Set problem: Swap "Marked points" for "Labeled points" throughout the entries below. Write out every line again and leave everything else unchanged.
##### Provided data
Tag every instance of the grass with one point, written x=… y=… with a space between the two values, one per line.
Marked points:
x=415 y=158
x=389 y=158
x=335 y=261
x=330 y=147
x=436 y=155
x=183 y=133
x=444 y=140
##########
Full response:
Tag every instance of the grass with one point, written x=… y=… with a space between the two values, one per line.
Labeled points:
x=415 y=158
x=389 y=158
x=335 y=261
x=330 y=147
x=436 y=155
x=183 y=133
x=444 y=140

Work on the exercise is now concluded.